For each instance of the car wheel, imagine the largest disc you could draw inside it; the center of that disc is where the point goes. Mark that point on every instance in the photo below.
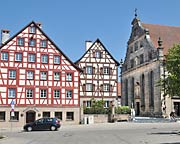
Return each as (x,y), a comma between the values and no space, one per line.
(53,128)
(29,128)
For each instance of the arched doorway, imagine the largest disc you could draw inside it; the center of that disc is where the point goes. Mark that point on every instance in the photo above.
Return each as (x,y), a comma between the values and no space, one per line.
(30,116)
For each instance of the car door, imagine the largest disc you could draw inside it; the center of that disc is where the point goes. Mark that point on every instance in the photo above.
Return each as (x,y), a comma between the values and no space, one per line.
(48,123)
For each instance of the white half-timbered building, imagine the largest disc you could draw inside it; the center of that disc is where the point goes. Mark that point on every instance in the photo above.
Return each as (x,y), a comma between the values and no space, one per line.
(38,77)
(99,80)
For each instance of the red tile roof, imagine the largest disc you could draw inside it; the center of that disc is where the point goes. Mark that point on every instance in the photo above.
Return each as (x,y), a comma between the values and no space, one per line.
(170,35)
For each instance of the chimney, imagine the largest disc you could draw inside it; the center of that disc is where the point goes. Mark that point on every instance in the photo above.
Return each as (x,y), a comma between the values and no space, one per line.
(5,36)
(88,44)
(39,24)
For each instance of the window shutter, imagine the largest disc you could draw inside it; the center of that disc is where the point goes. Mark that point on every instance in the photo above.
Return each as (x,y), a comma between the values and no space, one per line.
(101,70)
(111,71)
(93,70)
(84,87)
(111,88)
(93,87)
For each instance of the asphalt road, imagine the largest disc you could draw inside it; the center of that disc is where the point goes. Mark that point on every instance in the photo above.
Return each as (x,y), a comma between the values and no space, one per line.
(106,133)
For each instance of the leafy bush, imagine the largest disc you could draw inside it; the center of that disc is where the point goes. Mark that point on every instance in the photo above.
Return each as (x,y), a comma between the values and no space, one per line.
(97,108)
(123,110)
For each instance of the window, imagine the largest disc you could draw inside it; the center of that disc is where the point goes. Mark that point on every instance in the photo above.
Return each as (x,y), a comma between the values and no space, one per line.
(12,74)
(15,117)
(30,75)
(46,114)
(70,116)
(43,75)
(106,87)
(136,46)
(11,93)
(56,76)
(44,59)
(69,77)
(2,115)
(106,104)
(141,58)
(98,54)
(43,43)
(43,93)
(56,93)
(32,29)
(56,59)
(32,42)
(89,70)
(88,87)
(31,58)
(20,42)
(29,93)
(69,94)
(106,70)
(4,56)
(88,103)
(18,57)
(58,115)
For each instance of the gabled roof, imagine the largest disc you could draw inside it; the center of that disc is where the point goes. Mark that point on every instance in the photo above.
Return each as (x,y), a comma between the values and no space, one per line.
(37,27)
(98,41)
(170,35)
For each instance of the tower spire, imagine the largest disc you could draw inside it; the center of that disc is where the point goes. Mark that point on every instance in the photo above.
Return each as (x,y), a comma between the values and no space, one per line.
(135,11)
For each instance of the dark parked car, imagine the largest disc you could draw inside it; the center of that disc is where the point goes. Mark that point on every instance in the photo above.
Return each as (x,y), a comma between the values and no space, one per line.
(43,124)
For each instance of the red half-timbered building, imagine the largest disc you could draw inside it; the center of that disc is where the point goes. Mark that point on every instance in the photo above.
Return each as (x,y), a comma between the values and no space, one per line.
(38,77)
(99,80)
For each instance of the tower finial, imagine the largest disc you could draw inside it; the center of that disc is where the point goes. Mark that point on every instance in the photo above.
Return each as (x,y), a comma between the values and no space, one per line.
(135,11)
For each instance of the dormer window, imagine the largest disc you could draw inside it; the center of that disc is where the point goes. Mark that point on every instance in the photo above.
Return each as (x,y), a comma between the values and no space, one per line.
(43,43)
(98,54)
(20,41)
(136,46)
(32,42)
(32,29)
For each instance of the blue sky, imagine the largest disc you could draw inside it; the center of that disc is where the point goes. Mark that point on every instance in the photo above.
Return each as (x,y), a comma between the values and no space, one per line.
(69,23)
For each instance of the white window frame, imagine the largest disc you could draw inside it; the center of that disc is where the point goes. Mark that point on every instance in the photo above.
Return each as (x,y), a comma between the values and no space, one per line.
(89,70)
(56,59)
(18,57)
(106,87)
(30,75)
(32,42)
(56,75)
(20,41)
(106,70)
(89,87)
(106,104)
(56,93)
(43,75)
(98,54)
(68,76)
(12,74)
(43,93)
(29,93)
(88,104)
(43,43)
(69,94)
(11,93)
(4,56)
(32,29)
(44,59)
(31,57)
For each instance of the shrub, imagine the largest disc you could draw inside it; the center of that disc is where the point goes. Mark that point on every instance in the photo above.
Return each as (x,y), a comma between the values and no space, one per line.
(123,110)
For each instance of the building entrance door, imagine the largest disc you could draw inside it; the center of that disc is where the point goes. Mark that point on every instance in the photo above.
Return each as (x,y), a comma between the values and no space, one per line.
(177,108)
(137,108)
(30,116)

____

From the records above, give again exactly the lines running from the line with "For each instance of the tower spire, imagine" to the line with "For each instance of the blue", inclusive.

_Task solution_
For each instance of the tower spire, imagine the largest disc you could draw inside it; the center of that disc is where the point goes. Mark that point on every instance in the photo above.
Return each as (x,y), a comma between the values and no space, one per line.
(135,11)
For each instance of the dark parked car, imagine the largest disc you could draw inside it; the center of that disc is where the point goes. Mark that point on every instance in the photo above.
Return each as (x,y), a comma between the values and no space, one per line.
(43,124)
For each instance of the red half-timbered building, imagine the largest disc you could draw inside it; the center of that disc is where the point goes. Mark that point on every instance in the photo above.
Return each as (x,y), a comma between the values and no space, one per line.
(38,77)
(99,80)
For each instance of the tower finial, imagine the largest disc you could draw inside it; the center of that disc is where the point goes. Mark that point on every instance in the photo above.
Return each as (x,y), a comma between the values and no space, one per line.
(135,11)
For each instance of the dormer window, imagine the largest disc you could draw inside it; the center of that disc is where the point goes. Mark that point on every instance in the photo above.
Return each as (x,y), a comma between the values and no space, one per line.
(43,43)
(98,54)
(20,41)
(136,46)
(32,42)
(32,29)
For each instance of the blue sky, imagine the largest disc you could draw inside it; the center of that disc is where the point goes. Mark that point on every instance in the photo above.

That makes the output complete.